* START Records supplied *
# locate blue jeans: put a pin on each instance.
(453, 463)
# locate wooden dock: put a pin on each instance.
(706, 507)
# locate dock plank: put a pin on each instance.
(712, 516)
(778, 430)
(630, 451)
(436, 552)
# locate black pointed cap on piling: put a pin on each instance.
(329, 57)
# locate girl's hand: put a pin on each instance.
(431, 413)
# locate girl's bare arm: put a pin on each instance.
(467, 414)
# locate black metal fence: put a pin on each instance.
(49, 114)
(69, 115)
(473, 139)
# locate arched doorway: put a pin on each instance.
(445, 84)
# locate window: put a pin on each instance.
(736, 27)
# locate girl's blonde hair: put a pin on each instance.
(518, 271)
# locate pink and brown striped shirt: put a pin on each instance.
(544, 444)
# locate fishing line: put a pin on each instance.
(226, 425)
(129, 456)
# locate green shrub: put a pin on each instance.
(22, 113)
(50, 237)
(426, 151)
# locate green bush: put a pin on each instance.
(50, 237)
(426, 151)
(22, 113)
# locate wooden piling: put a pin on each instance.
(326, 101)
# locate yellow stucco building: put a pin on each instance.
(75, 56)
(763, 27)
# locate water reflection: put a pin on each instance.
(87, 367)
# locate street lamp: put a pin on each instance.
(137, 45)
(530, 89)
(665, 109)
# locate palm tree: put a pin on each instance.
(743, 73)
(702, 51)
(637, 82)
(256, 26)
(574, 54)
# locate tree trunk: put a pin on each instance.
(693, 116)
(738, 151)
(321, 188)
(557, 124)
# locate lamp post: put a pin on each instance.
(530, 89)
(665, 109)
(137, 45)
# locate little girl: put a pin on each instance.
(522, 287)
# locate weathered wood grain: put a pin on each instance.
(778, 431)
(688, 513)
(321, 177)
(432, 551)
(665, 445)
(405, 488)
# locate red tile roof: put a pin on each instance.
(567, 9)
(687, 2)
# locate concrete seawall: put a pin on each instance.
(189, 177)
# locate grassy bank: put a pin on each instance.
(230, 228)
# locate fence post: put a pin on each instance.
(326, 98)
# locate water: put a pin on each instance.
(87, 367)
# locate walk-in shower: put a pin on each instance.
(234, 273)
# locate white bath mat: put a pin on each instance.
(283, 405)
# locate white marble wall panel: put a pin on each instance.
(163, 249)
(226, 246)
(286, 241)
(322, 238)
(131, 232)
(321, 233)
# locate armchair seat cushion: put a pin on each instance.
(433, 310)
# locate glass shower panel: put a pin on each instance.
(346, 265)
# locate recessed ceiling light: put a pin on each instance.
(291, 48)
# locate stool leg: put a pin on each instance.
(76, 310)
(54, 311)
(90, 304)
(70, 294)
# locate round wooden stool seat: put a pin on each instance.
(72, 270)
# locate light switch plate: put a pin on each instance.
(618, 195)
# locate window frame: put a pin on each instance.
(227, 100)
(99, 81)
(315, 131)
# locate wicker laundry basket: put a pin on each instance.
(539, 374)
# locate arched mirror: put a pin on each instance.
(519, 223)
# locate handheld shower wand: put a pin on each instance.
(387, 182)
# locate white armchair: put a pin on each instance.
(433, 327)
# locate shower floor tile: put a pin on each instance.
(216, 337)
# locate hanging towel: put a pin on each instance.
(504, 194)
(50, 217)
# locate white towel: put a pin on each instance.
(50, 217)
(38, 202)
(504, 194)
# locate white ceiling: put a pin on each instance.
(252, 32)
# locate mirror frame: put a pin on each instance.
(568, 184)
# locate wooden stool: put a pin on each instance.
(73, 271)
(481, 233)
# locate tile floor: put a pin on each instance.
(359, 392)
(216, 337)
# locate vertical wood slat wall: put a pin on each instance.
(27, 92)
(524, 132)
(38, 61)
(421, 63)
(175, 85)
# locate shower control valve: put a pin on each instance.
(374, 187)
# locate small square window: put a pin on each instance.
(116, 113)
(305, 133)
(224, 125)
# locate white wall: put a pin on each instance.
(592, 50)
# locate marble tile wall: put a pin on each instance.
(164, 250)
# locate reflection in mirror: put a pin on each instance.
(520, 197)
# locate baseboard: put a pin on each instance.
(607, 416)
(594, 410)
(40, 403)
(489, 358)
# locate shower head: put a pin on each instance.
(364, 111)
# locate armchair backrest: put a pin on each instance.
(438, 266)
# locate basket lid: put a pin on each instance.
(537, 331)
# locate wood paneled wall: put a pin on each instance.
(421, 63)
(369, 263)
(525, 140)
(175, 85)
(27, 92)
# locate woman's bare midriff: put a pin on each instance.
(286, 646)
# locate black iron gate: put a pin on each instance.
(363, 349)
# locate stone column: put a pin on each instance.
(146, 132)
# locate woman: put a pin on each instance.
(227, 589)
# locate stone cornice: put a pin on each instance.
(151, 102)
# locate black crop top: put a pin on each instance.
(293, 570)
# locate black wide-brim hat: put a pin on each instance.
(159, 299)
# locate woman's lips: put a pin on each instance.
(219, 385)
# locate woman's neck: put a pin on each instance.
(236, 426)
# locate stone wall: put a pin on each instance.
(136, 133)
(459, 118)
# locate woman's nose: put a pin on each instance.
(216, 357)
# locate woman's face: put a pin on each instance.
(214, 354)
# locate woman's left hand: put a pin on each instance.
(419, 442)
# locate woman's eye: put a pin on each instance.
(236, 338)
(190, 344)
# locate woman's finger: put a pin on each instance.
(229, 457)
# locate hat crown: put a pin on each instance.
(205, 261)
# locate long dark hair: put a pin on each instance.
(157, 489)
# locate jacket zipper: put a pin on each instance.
* END Records supplied *
**What the task requires:** Reproduce every line of the material above word for word.

**Answer to this exercise:**
# locate blue jeans: put a pin on each instance.
(453, 463)
# locate wooden dock: put a pin on each instance.
(706, 507)
# locate dock plank: put a pin on each instance.
(712, 516)
(778, 430)
(630, 451)
(436, 552)
# locate black pointed cap on piling: put a pin on each instance.
(329, 57)
# locate girl's hand: put a pin on each instance.
(431, 413)
# locate girl's bare arm: put a pin on each instance.
(467, 414)
# locate black metal fence: put a pin on each instance.
(49, 114)
(69, 115)
(473, 139)
# locate arched doorway: put a pin on each instance.
(445, 84)
# locate window: put a pin on each instance.
(736, 27)
# locate girl's blonde hair: put a pin on each instance.
(518, 271)
# locate pink and brown striped shirt: put a pin on each instance.
(544, 444)
# locate fishing line: put a pin on each instance.
(226, 425)
(129, 456)
# locate green shrub: put a pin on each instance.
(22, 113)
(50, 237)
(426, 151)
# locate green bush: put a pin on each instance.
(50, 237)
(426, 151)
(22, 113)
# locate wooden piling: put a pin on each instance.
(326, 101)
# locate yellow stucco building: put a pin on each instance.
(75, 56)
(763, 27)
# locate water reflection: put a pin on each instance.
(87, 367)
# locate street lamp: put a pin on each instance.
(137, 45)
(530, 89)
(665, 109)
# locate palm tree: put a pin on each instance.
(743, 73)
(702, 51)
(637, 82)
(256, 26)
(574, 54)
# locate tree trunk: put a pin on each instance.
(693, 116)
(738, 151)
(321, 188)
(557, 124)
# locate lamp post: put a pin on each instance.
(530, 89)
(665, 109)
(137, 45)
# locate little girl: put a pin on each instance.
(522, 287)
# locate weathered wood grain: put a pin on each instance.
(778, 431)
(688, 513)
(321, 177)
(432, 551)
(665, 445)
(405, 488)
# locate red tile roof: put a pin on each instance.
(567, 9)
(687, 2)
# locate concrete seawall: put a pin on each instance.
(189, 177)
# locate grassy bank: put a pin on each instance.
(230, 228)
# locate fence post: put a pin on each instance.
(326, 98)
# locate water: put a pin on each instance.
(87, 367)
# locate walk-in shower: put a pin on each instance.
(234, 273)
# locate white bath mat: put a pin on each instance.
(283, 405)
# locate white marble wall panel: put a pin on each instance.
(163, 249)
(226, 246)
(286, 241)
(322, 238)
(131, 232)
(321, 233)
# locate armchair seat cushion: put a pin on each instance.
(433, 310)
# locate glass shower panel: put a pin on each instance.
(346, 265)
# locate recessed ceiling light: put a pin on each instance.
(291, 48)
# locate stool leg: put a pin on each instance.
(76, 310)
(54, 311)
(90, 304)
(70, 294)
# locate round wooden stool seat: put a pin on each instance.
(72, 270)
# locate light switch plate: put a pin on each instance.
(618, 195)
# locate window frame: put a pin on each instance.
(227, 100)
(99, 81)
(315, 131)
# locate wicker laundry basket: put a pin on each instance.
(539, 374)
# locate arched mirror: put a pin on each instance.
(519, 223)
# locate handheld shower wand: put a pin on each instance.
(387, 182)
# locate white armchair: put a pin on each instance.
(433, 327)
# locate shower floor tile: put a pin on each instance.
(216, 337)
# locate hanging towel: put a pin on each instance.
(504, 194)
(50, 217)
# locate white towel: put a pin on each instance.
(50, 217)
(38, 202)
(504, 194)
# locate white ceiling: put a pin on each instance.
(252, 32)
# locate mirror frame: put a pin on each instance.
(568, 184)
# locate wooden stool: put a pin on each instance.
(73, 271)
(481, 233)
# locate tile floor: put a pin on each instance.
(359, 392)
(216, 337)
# locate vertical wood slat wall: put a pin on each instance.
(27, 92)
(524, 132)
(38, 61)
(421, 63)
(175, 85)
# locate shower control valve: put a pin on each instance.
(374, 187)
# locate small square window: put a pin on each instance.
(116, 113)
(305, 133)
(224, 125)
# locate white wall: put a pin on each instance.
(592, 50)
# locate marble tile wall: put a pin on each instance.
(164, 250)
# locate reflection in mirror: put a pin on each instance.
(520, 197)
# locate baseboard: put a pin on each instance.
(607, 416)
(594, 410)
(40, 403)
(489, 358)
# locate shower head: put a pin on each instance.
(364, 111)
# locate armchair backrest: put a pin on each instance.
(438, 266)
# locate basket lid: put a pin on each instance.
(537, 331)
# locate wood paneled wall: put a pin on each instance.
(421, 63)
(369, 263)
(525, 140)
(175, 85)
(27, 92)
# locate woman's bare midriff: put a pin on each instance.
(286, 646)
# locate black iron gate: put a pin on each instance.
(363, 349)
# locate stone column: put a pin on each instance.
(146, 132)
# locate woman: put a pin on each instance.
(227, 589)
# locate stone cornice: put a pin on each instance.
(151, 102)
# locate black crop top: put a pin on each instance.
(293, 570)
# locate black wide-brim hat: put a pin on each instance.
(159, 299)
# locate woman's lips: put a pin on each instance.
(219, 385)
# locate woman's neck: put a pin on each instance.
(236, 426)
# locate stone wall: put a pin on each instance.
(136, 133)
(459, 118)
# locate woman's nose: put a pin on each instance.
(216, 357)
# locate woman's face: put a pin on each instance.
(214, 354)
# locate woman's left hand: put a pin on each instance.
(419, 442)
# locate woman's eye: put a pin on each instance.
(236, 338)
(190, 344)
# locate woman's finger: put a pin on each instance.
(229, 457)
# locate hat crown: put a pin on each instance.
(205, 261)
# locate long dark hair: put a pin on each instance.
(157, 489)
# locate jacket zipper: put a pin on each instance.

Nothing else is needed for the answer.